- _ACTIONS TO TAKE_:
(A) In the article about Chris George's final college football game, what was the final score of Colby's win over Bowdoin?
(B) Pick up the article about Chris George's final college football game after its last paragraph and write the next few paragraphs.

>> start TEXT

Chris George will remember Saturday evening, Nov. 9, 2019, forever.
The Colby College senior from North Kingstown played the football game of his life, one of those highlight films that every kid dreams of. Final game of the season. Final game of his career. A final quarter you can’t make up. All against a bitter archrival.
George, a 5-foot-9, 195-pound running back, rushed for 151 yards on 20 carries, caught two passes for 32 yards and scored four touchdowns as Colby rallied from a 14-point deficit in the fourth quarter and stunned Bowdoin, 47-34, under the lights at Bowdoin’s Whittier Field in Brunswick, Maine.
George’s heroics helped the Mules win the Colby-Bates-Bowdoin (CBB) championship for the second consecutive season. Colby defeated Bates, 23-20, on Oct. 26. Colby finished 2-7 overall, Bowdoin 0-9.
“His spirit really moved us. He willed us to win,” Colby coach Jack Cosgrove told me Monday from his office in Waterville, Maine. “We’re down 34-20, and it’s like ‘I’m gonna put this team on my back.’ I’ve seen it before in my 30 years at (the University of) Maine, but this is the first time from a Colby kid.”

>> end TEXT
>> start COLLECTED DATA

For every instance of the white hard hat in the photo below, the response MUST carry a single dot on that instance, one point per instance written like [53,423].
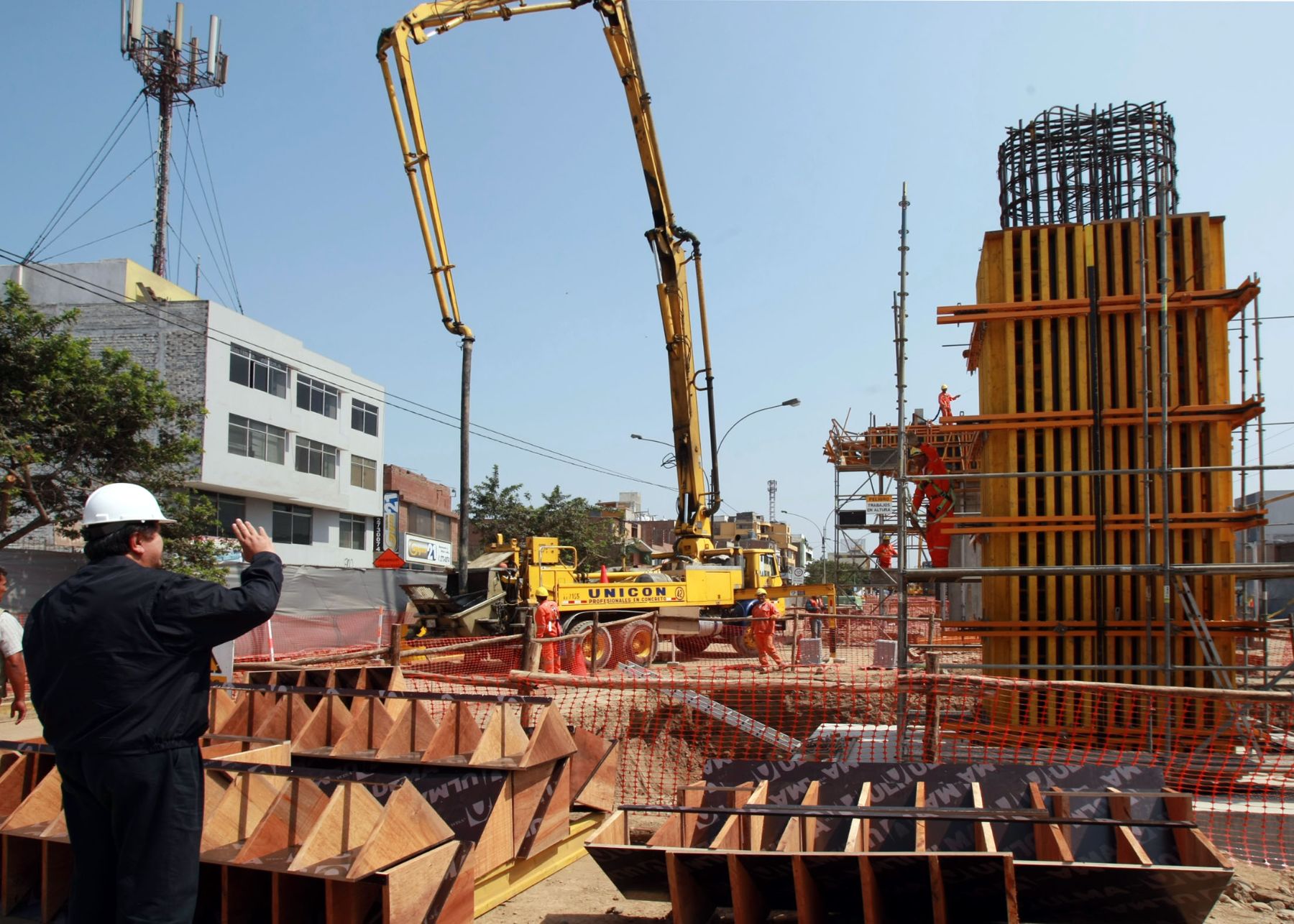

>> end COLLECTED DATA

- _EXPECTED RESPONSES_:
(A) 47-34

(B)
George scored his first touchdown on a three-yard run at 11:59 of the second quarter that cut Bowdoin’s lead to 21-13. The score was 28-20 at the half and 34-20 after three quarters.
The fourth quarter belonged to Colby defense, which forced three turnovers; its offense, which converted the TOs to TDs, and George. Colby tied the score with two touchdowns in 31 seconds, the tying points with 12:22 remaining on George’s 26-yard run and Moises Celaya’s kick. George broke the tie with another 26-yard run with 5:30 left and settled the outcome with his third 26-yard TD run with 1:26 to play.
“Bowdoin was blitzing heavy, and we found some running plays they didn’t have answers for,” Cosgrove said.
George’s status was questionable thanks to a sprained ankle he suffered against Tufts a week earlier. He didn’t start at Bowdoin, but when Colby fell behind, he took the field because he is the team’s best blocking back in the passing game.
Cosgrove cited two plays to illustrate George’s overall contribution on this night. On a third-and-four at the Bowdoin 31 with Colby nursing a 40-34 lead, the Mules were penalized for a false start. On third-and-nine, George got hit after two yards but refused to go down. The pile of Bowdoin tacklers and Colby blockers moved another seven yards “right in front of their bench,” the coach said. First down. Two plays later George scored his fourth TD.
On the ensuing kickoff, George replaced an injured teammate and made a great tackle.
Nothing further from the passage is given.